* begin *

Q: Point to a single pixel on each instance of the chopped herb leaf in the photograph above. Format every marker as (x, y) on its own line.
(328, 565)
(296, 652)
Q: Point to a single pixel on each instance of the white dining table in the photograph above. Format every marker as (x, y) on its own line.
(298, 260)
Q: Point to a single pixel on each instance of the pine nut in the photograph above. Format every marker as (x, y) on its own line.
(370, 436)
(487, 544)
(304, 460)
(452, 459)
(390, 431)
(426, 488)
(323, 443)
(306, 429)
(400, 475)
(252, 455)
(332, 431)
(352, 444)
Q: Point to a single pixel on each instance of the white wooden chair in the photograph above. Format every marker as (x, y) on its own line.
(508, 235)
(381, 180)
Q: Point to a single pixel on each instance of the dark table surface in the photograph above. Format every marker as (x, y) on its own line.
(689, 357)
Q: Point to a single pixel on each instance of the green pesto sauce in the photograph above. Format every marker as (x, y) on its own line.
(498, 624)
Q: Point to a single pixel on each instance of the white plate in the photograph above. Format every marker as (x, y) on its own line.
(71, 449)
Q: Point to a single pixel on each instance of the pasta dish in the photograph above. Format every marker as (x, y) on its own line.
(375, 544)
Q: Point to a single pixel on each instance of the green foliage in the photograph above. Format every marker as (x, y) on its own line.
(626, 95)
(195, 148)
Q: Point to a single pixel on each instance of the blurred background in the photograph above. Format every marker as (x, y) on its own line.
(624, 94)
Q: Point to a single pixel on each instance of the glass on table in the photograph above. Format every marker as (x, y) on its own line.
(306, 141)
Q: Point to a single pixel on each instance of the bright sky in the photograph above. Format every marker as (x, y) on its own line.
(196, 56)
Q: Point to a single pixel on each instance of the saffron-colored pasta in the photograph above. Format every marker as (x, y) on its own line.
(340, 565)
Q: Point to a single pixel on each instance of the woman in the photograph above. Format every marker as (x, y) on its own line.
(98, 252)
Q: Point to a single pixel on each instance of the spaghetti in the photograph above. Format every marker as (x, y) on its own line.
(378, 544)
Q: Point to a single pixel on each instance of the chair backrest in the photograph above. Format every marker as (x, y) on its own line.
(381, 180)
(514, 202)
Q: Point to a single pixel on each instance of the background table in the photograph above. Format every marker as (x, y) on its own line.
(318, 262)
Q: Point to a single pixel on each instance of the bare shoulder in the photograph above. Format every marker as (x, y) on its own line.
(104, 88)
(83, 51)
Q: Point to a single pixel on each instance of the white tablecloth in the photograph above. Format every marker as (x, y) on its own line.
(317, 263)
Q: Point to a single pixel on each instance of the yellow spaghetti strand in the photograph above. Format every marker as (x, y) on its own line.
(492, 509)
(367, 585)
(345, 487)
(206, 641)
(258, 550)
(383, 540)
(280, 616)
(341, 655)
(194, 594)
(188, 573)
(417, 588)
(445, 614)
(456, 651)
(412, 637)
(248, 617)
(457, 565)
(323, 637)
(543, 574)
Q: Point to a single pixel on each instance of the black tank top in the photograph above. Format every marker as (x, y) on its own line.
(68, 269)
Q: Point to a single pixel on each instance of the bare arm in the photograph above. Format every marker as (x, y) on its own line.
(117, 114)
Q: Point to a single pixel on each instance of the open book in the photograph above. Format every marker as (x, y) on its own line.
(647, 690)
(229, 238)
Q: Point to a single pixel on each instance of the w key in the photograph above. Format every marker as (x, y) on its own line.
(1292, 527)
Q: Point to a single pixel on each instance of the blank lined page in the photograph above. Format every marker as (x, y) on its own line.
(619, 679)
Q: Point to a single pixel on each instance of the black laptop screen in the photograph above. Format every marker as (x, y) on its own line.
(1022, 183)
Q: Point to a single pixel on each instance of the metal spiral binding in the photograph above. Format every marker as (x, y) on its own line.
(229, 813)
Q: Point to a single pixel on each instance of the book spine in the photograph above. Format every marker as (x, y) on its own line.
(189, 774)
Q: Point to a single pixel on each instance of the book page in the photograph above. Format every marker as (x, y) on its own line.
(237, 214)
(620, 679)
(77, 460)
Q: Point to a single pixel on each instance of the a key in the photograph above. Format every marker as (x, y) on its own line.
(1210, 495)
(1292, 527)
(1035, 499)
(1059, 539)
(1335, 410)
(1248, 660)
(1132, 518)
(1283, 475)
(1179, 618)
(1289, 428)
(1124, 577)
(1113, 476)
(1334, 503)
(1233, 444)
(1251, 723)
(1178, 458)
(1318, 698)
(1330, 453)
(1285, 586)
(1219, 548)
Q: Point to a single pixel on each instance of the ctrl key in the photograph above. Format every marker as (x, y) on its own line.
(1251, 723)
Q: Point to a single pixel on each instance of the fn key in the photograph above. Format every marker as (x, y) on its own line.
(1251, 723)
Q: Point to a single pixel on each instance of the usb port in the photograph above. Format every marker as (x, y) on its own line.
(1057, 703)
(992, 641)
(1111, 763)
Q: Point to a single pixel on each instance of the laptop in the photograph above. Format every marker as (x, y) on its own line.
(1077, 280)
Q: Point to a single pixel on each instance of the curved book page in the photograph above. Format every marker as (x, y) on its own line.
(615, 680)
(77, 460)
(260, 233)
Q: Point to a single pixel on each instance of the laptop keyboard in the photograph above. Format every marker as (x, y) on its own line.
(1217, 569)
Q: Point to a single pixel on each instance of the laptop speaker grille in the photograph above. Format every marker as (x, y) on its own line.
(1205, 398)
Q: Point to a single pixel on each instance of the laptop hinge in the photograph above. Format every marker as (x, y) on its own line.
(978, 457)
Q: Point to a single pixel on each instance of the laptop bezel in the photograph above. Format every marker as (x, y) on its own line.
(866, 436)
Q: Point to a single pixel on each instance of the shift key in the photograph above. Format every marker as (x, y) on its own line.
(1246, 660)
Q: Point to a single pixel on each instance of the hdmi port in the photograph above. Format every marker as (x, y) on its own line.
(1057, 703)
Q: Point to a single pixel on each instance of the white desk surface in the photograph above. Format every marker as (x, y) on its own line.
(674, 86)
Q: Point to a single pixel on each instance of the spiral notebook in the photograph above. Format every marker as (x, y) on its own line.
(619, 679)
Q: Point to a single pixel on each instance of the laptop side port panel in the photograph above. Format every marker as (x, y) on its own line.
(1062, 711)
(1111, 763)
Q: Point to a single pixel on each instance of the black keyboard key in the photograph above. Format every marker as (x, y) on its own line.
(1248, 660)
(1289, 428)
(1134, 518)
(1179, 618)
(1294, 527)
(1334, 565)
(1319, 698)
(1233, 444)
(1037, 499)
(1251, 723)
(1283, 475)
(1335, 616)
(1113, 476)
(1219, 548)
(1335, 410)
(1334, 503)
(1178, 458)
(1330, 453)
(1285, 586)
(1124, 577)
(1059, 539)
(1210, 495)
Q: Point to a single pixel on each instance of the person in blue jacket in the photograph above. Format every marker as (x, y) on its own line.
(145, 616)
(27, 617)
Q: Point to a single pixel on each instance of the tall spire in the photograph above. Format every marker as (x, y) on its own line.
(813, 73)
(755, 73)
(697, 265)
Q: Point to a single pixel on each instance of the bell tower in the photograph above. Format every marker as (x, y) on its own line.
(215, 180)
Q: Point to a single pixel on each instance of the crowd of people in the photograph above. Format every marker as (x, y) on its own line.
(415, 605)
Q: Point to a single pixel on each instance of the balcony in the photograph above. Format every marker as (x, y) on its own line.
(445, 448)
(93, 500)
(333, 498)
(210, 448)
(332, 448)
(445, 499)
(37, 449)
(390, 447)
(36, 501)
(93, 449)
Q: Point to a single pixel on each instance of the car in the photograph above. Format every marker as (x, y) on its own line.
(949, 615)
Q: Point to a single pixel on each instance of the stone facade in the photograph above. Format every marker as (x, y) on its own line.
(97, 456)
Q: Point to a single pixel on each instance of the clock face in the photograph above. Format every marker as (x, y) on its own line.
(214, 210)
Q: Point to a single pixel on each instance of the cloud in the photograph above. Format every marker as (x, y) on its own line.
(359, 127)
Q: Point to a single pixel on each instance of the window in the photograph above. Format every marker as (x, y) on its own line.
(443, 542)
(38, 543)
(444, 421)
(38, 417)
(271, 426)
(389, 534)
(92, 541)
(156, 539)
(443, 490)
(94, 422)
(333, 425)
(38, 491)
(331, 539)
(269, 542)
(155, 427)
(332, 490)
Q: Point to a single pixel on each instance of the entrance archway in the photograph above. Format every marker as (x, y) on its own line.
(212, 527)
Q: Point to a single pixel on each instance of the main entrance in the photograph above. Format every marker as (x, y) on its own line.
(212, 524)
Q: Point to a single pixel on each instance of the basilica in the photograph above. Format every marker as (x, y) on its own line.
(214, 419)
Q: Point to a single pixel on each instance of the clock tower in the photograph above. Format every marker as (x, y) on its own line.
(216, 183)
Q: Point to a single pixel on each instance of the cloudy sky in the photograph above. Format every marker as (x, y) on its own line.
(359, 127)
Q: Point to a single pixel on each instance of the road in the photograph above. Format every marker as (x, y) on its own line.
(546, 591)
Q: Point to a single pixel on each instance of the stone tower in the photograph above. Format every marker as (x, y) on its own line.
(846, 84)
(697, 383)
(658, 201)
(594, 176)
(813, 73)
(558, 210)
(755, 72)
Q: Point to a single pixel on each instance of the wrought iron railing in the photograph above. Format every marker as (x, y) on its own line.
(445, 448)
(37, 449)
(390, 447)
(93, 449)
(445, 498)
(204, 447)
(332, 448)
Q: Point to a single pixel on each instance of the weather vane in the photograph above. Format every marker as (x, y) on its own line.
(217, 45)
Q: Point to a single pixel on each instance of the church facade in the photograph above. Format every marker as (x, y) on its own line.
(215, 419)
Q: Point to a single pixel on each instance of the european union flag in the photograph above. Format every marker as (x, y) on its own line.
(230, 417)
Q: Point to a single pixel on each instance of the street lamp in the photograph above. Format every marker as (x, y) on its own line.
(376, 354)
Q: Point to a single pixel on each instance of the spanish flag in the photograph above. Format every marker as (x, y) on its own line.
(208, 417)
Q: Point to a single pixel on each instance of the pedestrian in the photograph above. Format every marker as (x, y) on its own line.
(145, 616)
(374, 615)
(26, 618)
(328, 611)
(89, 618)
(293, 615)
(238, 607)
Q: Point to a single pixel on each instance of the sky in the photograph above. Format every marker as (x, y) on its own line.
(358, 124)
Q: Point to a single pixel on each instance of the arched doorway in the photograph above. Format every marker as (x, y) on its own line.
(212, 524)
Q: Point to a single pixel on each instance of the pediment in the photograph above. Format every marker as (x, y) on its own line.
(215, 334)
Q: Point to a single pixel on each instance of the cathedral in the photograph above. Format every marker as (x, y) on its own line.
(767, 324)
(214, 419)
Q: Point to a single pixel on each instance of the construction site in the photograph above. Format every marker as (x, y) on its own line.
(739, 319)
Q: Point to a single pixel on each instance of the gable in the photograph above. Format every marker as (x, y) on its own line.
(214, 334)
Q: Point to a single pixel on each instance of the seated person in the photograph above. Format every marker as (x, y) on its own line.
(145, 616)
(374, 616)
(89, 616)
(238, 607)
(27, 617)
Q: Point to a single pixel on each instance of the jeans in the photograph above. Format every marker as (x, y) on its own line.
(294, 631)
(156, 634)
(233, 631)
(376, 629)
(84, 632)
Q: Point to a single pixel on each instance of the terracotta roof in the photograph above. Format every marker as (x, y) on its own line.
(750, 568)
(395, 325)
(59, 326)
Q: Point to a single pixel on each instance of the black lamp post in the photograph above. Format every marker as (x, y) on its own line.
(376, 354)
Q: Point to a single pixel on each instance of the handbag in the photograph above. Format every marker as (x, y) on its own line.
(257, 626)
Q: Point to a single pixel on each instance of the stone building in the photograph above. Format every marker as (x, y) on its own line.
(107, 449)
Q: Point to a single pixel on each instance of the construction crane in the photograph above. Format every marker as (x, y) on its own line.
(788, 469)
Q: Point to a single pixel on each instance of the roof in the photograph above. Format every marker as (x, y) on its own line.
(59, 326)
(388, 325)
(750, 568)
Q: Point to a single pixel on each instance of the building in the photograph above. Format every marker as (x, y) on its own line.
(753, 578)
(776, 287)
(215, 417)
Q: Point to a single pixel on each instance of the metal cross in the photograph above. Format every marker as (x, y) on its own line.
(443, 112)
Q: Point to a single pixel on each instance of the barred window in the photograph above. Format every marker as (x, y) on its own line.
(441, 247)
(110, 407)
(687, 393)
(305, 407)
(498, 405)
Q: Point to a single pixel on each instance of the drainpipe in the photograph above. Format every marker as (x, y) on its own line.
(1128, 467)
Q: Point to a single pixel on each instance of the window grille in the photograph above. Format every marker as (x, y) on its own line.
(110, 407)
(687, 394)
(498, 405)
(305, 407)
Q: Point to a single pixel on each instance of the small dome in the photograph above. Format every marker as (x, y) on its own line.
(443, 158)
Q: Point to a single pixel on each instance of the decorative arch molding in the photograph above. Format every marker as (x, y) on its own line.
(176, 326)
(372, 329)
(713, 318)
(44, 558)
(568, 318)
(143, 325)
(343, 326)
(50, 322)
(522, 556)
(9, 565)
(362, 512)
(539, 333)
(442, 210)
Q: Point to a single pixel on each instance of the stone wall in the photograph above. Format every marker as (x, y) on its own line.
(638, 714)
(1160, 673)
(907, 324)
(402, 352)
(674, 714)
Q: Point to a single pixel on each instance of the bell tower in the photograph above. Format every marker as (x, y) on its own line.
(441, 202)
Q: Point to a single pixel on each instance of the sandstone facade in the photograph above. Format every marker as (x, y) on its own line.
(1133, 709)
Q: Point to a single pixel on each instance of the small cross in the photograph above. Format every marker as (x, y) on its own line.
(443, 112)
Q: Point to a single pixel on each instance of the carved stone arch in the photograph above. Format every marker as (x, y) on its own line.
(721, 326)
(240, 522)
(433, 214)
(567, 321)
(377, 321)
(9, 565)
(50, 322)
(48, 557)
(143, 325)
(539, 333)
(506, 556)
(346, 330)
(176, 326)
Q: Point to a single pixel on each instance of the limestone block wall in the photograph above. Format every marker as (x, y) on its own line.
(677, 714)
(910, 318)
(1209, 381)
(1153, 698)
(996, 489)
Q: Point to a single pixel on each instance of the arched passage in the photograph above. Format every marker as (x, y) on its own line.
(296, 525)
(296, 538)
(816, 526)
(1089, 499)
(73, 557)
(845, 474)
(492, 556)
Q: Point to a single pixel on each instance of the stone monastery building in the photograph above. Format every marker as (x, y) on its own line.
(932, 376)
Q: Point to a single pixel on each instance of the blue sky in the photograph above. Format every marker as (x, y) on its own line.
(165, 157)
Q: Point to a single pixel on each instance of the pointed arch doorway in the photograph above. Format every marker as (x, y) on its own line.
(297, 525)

* end *

- Exercise aim
Repeat exactly, and only, the lines from the one containing "of the sandstone" through the end of the material.

- Task result
Q: Point to a single pixel on each instance of the sandstone facade in the photograph above. Format every marker as (x, y) on its own line.
(1133, 709)
Q: Point to a single pixel on each instance of the small cross in the photograph above. Format every marker as (x, y) on its own line.
(443, 112)
Q: Point to a single pixel on each instance of the carved stone arch in the photograph above. Format every marker as (x, y) on its own line.
(721, 326)
(240, 522)
(433, 214)
(567, 321)
(377, 321)
(9, 565)
(50, 322)
(48, 557)
(143, 325)
(539, 333)
(506, 556)
(346, 330)
(176, 326)
Q: Point to a single pixel on each instance of the limestone block wall in the photograph above. Format every marker as (x, y) on its own line.
(677, 714)
(910, 318)
(1209, 381)
(1153, 698)
(996, 489)
Q: Point to a single pixel on each instance of the arched passage in the photograph above. Format every marker as (x, y) on its own line.
(296, 525)
(296, 538)
(816, 526)
(1089, 499)
(73, 557)
(845, 474)
(492, 556)
Q: Point to a single pixel on each instance of the stone monastery building in the photograph above. Format every marker as (x, y) on its own line.
(932, 376)
Q: Point to a single pixel on each instance of the blue sky in the photograph above. Format every marker as (x, y) on its own line.
(165, 157)
Q: Point to a single pixel on each instance of the pointed arch doorway in the photograph above. Format every marker as (x, y) on its own line.
(297, 525)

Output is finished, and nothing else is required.